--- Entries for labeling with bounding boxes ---
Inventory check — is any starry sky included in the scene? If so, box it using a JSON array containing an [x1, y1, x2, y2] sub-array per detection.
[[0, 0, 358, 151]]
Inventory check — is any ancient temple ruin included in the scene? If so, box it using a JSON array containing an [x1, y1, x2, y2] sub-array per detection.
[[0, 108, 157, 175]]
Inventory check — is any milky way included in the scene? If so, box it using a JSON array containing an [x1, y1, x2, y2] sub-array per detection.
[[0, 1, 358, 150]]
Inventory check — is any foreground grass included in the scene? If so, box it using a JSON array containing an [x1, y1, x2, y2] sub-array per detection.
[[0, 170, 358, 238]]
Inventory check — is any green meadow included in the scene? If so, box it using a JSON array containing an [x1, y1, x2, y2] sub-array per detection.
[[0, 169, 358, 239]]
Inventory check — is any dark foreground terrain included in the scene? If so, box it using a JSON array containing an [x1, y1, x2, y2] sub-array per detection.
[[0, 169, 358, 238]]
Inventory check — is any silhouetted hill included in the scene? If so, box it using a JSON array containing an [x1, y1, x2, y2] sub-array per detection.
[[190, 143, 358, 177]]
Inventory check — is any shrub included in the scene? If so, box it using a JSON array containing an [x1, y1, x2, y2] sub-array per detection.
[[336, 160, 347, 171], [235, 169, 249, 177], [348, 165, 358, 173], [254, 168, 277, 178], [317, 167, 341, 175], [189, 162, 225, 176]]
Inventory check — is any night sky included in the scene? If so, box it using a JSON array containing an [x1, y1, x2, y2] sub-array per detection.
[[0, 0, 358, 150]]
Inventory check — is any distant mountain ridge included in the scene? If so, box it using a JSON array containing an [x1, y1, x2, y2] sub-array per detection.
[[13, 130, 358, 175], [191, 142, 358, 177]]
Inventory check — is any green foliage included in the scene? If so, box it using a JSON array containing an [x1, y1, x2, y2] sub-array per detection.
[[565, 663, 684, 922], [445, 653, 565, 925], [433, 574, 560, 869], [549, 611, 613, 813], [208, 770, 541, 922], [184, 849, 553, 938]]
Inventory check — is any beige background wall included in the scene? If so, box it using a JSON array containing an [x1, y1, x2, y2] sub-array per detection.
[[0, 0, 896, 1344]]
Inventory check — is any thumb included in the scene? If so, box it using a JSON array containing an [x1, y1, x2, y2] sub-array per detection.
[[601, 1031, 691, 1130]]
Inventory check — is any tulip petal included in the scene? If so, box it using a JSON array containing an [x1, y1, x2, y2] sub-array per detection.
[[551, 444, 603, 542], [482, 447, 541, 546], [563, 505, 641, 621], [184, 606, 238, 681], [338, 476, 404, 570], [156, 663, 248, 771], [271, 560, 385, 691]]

--- Challenge ---
Copy every row above word for word, in the same order.

--- Exercise result ---
Inventory check — is any starry sky included in the scene? If so, box it using a JSON array containing an [x1, y1, x2, y2] sub-array per detection.
[[0, 0, 358, 151]]
Inventory check — is any ancient temple ruin included in the scene? If so, box it using a JSON array containing an [x1, y1, x2, y2] sub-array per detection.
[[0, 108, 157, 175]]
Inventory check — is any milky way included in the scene? If so, box it using a JSON array containing an [x1, y1, x2, y2] sub-array per detection.
[[0, 1, 358, 150]]
Inventory check — is any foreground grass included in the scene? If so, box it using a JSON array containing an [x1, y1, x2, y2] sub-array per detection.
[[0, 170, 358, 238]]
Inventory check — is any green meadow included in the scene? If so, box it using a JSON array containing an [x1, y1, x2, y2] sub-array per detection.
[[0, 169, 358, 239]]
Inventory check — is any dark foreground terrain included in the scene? If so, box it using a JSON array containing an [x1, y1, x2, y2] sub-array per detection.
[[0, 169, 358, 238]]
Inventory check — is any silhouetted hill included in the scene? If so, box it using a JSON array containing an [x1, y1, x2, y2] sub-array per detection.
[[190, 143, 358, 177]]
Inventory check — is any shrub included in the scene? If so, box it using a JSON array containing an [x1, y1, x2, y2] sub-array per detection.
[[336, 160, 347, 171], [235, 169, 249, 177], [348, 165, 358, 173], [254, 168, 277, 178], [317, 167, 341, 175], [189, 162, 225, 176]]
Inventory check — is any night sky included in the scene? If so, box it using a JSON array containing an [x1, y1, x2, y2] sub-array per detection.
[[0, 0, 358, 150]]
Inventory check — is any distant mountain ridge included in the scene? If so, box it using a JSON array containing an [x1, y1, x2, y2] sub-array per detection.
[[13, 130, 358, 175], [191, 142, 358, 177]]
Inventory check — is any green foliage included in the scene? If so, box it using a JSON array containing an [x1, y1, x2, y2] sub-array per detection.
[[565, 663, 684, 922], [445, 653, 565, 925], [433, 574, 560, 869], [549, 611, 613, 813], [208, 770, 541, 922], [184, 849, 553, 938]]
Inventory check — is any beige background wall included in the scene? If so, box it using a JSON array containing an [x1, y1, x2, y2] sub-array per detection.
[[0, 0, 896, 1344]]
Inventory check — is any thumb included in the scene? If so, box it using a JSON array containing an [x1, y1, x2, y2] sub-array per detection.
[[601, 1031, 691, 1130]]
Inventory check — is any tulip petal included in the scene? If so, box it using a JSON array containing an [x1, y1, x2, y2] sub-array per detection.
[[551, 444, 603, 542], [482, 447, 541, 546], [563, 505, 641, 621], [184, 606, 238, 681], [338, 476, 404, 570], [156, 663, 248, 771], [271, 560, 385, 691]]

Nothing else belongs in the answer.